TEXT BLOCK:

Every pet parent knows the pain of seeing their dog in stress and discomfort. Although our four-legged friends cannot express their emotions verbally, they may communicate with us in various other ways. One of the most crucial obligations of every dog owner is to recognize these indications and understand their dog's needs. In this article, you will learn about the signs that may suggest your pet is in pain and what you can do to help them.
How to tell if your dog is in stress or discomfort?
Dogs experience pain the same way humans do but don't necessarily express it similarly. Physical signs, and behavioral changes, might all indicate that your dog is in discomfort. These can be subtle, so be on the lookout and never be reluctant to approach your doctor about anything that may indicate that your dog is in discomfort.
1. Heavy breathing
It is common for dogs to pant extensively during and after physical activity. However, panting after exercise can occasionally signify a medical emergency, such as discomfort, heatstroke, or poisoning.
2. Loss of appetite
When dogs are uncomfortable, they tend to eat less or avoid eating. Some dogs abandon food or become picky, eating just particular sections of their meals.
3. Whining or barking
Many dogs can't stop whining and barking when anxious since it is instinctual. It is, however, a warning sign for the owner that something in the surroundings is creating an anxious environment for a dog.
4. Biting or growling
A vet visit is recommended if your normally calm companion has turned aggressive, growls when approached or touched, or becomes snappy.
This frequent discomfort sign in dogs can be caused by various illnesses, including arthritis, distemper, and physical trauma.
What can you do to help your dog?
Stress and discomfort may negatively impact both the dog and the owner. Stress, anxiety, and pain in dogs can be due to various factors, including a medical disease, uncomfortable surroundings, weather, habits, or even your daily routine. Here is the list of things you can do to help your dog:
1.Visit a vet
Checking with your vet is the first thing you should do to ensure the cause of stress and discomfort isn't something serious that can get even worse over time. Monitor your furry friend and provide the vet with all the necessary information about the behavior change. It will make it easier for the vet to determine the core of the problem.

SOURCE INFORMATION:

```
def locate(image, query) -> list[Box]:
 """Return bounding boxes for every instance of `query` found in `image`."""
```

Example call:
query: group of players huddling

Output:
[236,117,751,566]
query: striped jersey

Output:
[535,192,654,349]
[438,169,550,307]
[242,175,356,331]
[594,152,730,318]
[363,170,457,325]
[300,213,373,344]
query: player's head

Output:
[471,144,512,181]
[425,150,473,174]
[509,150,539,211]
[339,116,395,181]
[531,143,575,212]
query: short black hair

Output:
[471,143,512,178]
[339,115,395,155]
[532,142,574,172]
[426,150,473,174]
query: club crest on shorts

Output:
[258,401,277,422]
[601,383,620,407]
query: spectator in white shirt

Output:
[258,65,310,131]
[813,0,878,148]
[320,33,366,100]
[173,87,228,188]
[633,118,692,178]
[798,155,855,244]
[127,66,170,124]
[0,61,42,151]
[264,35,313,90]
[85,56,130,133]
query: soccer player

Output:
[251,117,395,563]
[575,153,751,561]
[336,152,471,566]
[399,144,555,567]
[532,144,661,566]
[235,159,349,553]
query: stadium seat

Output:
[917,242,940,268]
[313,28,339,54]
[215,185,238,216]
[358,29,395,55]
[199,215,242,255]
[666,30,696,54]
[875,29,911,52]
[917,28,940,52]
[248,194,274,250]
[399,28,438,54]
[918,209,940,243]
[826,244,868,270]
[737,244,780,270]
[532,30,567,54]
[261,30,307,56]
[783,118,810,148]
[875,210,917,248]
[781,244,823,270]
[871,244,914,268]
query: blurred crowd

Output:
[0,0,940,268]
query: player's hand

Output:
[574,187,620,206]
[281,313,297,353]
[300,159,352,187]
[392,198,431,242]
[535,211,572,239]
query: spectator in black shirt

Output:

TASK TO COMPLETE: Return, word for word, the part of the article on signs of pain in dogs that begins at "This frequent discomfort" and stops after "of the problem.". The material plays no part in this exercise.

OUTPUT OF THE EXERCISE:
This frequent discomfort sign in dogs can be caused by various illnesses, including arthritis, distemper, and physical trauma.
What can you do to help your dog?
Stress and discomfort may negatively impact both the dog and the owner. Stress, anxiety, and pain in dogs can be due to various factors, including a medical disease, uncomfortable surroundings, weather, habits, or even your daily routine. Here is the list of things you can do to help your dog:
1.Visit a vet
Checking with your vet is the first thing you should do to ensure the cause of stress and discomfort isn't something serious that can get even worse over time. Monitor your furry friend and provide the vet with all the necessary information about the behavior change. It will make it easier for the vet to determine the core of the problem.